§ Task directions
List each line in the records below that contains the word "flowering", copying every such line in full.
::: Material for this task :::
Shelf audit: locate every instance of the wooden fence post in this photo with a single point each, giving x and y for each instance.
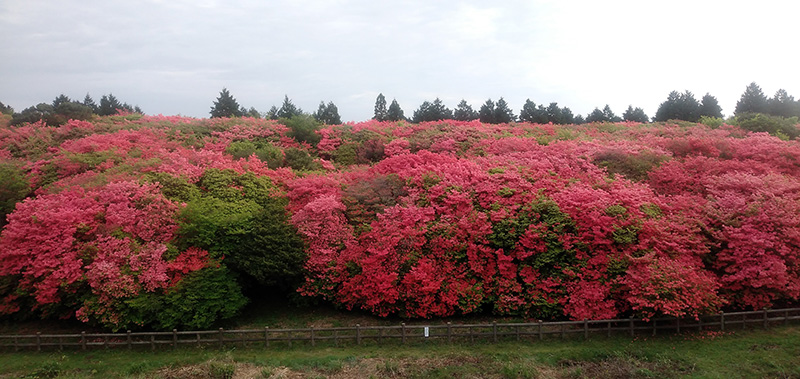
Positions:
(585, 329)
(449, 333)
(540, 330)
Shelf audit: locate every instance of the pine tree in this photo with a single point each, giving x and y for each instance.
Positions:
(596, 116)
(554, 114)
(567, 116)
(288, 109)
(61, 99)
(272, 114)
(89, 102)
(753, 100)
(486, 113)
(528, 112)
(464, 112)
(225, 106)
(502, 113)
(609, 115)
(252, 112)
(328, 114)
(395, 113)
(6, 109)
(380, 109)
(782, 104)
(709, 107)
(109, 105)
(679, 106)
(635, 115)
(434, 111)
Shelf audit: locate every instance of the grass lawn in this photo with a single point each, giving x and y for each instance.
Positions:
(753, 353)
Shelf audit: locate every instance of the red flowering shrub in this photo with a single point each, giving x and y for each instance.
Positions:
(93, 250)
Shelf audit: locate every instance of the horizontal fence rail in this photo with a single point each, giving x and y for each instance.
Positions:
(402, 333)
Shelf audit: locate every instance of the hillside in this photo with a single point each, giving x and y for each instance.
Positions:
(161, 222)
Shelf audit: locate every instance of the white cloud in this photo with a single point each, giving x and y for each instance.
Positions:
(174, 56)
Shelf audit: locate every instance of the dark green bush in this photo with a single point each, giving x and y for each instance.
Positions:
(783, 127)
(241, 218)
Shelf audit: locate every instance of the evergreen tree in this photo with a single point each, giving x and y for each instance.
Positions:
(596, 116)
(679, 106)
(380, 108)
(709, 107)
(225, 106)
(486, 112)
(395, 113)
(434, 111)
(272, 114)
(328, 114)
(33, 114)
(464, 112)
(753, 100)
(567, 116)
(109, 105)
(609, 115)
(89, 102)
(502, 113)
(70, 110)
(782, 104)
(61, 99)
(6, 109)
(528, 112)
(635, 115)
(554, 114)
(288, 109)
(252, 112)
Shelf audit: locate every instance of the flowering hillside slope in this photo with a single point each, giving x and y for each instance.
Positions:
(155, 221)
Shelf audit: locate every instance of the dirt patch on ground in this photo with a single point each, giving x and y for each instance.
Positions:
(471, 367)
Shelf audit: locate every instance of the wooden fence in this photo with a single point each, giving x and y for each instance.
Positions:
(400, 333)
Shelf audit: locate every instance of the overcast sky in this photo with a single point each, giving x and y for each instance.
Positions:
(174, 56)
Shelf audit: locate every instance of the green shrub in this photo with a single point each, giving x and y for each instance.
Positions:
(774, 125)
(303, 129)
(265, 151)
(199, 300)
(298, 159)
(711, 122)
(242, 218)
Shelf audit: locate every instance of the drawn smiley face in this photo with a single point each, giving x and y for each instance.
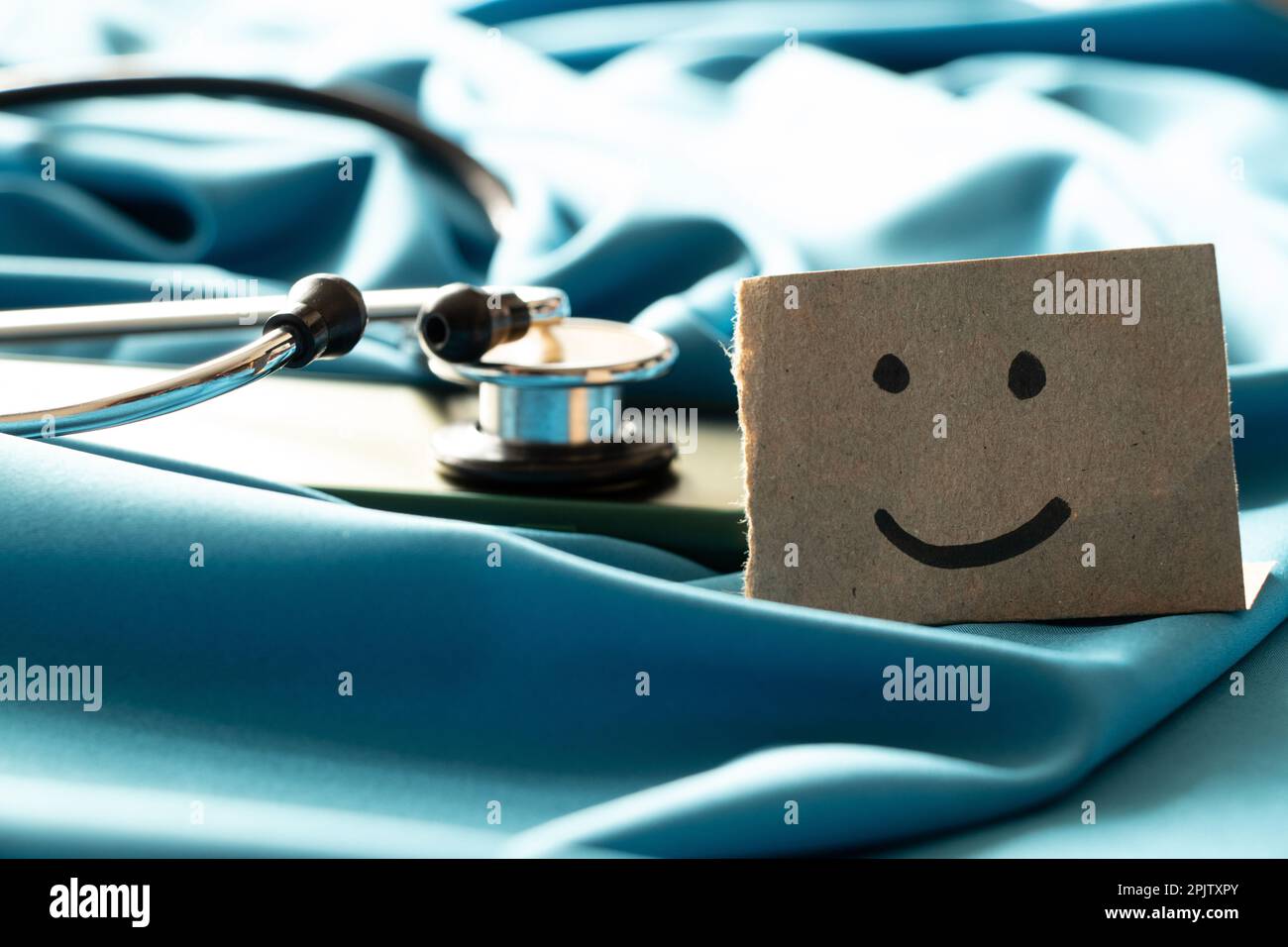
:::
§ Solution to the exercise
Shelf audit: locate every instance of the red flowering shrub in this photo with a single point each, giving x and y for each instance.
Shelf audit: locate every instance of the flowering hillside slope in this photo with a single point each, giving x and y for each instance.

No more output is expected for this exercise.